▶ [Text for analysis]:
A new joint NHS and military trauma and microbiology research centre which should improve the treatment of around 20,000 people who suffer major trauma each year has opened today. Report by Lorraine McBride.
The new National Institute of Health Research (NIHR) Centre for Surgical Reconstruction and Microbiology opened today at the Queen Elizabeth Hospital Birmingham where all injured troops are treated after evacuation from Afghanistan.
The centre will bring both military and civilian trauma surgeons and scientists together to share innovation in medical research and advanced clinical practice in the battlefield to benefit all trauma patients in the NHS at an early stage of injury.
The new NIHR Centre will form a central point in England for trauma research where knowledge can be translated into real improvements in care for all NHS patients and beyond.
It will be the first and only research centre of its kind in the UK to focus both on military and civilian care and treatment.
The NIHR Centre will research complex trauma injuries including stemming blood loss, resuscitation, surgical care following severe injury and fighting wound-infection.
For every trauma fatality in England, there are two people left with severe and often permanent injuries. Now the landmark research centre will enable medical techniques deployed on the battlefield to be used on NHS patients.
The Department of Health, the MOD, University Hospitals Birmingham NHS Foundation Trust and the University of Birmingham are investing £20m in the centre.
The Surgeon General, Surgeon Vice Admiral Philip Raffaelli, said:
This is a hugely important initiative building on the strong partnership between the MOD and Department of Health.
The new centre will play a key role in building scientific evidence from injuries sustained in both military and civilian environments.
All our patients will benefit now and in the future as new treatments are developed and shared across the NHS and the military.

▶ [Records provided]:
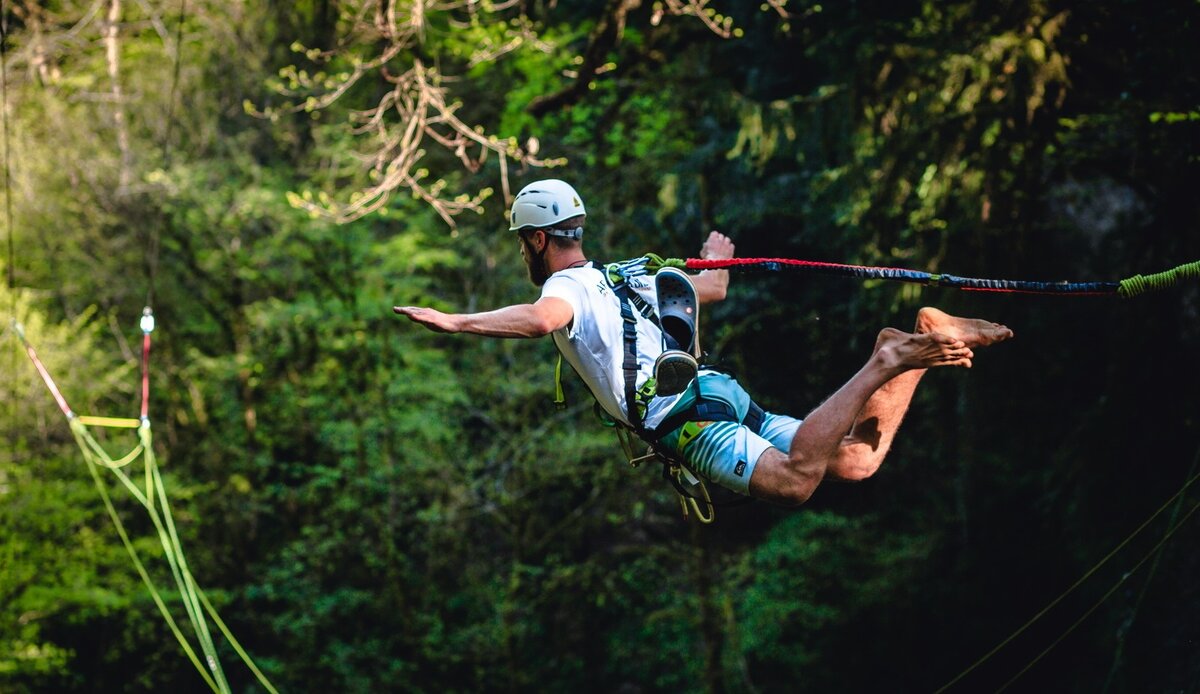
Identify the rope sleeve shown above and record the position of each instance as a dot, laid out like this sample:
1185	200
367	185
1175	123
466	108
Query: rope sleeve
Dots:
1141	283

* * *

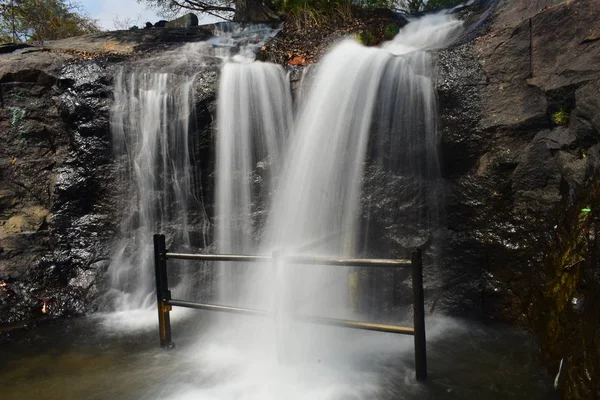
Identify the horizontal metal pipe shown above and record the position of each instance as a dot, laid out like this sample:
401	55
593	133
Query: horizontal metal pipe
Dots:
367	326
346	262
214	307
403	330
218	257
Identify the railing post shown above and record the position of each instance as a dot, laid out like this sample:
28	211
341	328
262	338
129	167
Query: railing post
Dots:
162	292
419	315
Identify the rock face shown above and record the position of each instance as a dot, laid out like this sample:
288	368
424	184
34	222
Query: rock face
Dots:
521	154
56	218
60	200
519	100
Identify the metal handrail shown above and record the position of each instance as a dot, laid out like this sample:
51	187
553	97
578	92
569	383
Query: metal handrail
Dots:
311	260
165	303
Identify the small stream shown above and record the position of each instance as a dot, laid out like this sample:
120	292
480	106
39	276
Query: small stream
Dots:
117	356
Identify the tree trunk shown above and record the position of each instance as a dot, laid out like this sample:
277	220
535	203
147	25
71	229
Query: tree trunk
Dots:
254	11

▶ [Tasks to perform]:
[A] List the organizations that, according to the article on the new trauma research centre, are investing in the centre.
[B] According to the article on the new trauma research centre, about how many people suffer major trauma each year?

▶ [Replies]:
[A]
The Department of Health
The MOD
University Hospitals Birmingham NHS Foundation Trust
The University of Birmingham

[B] Around 20,000 people.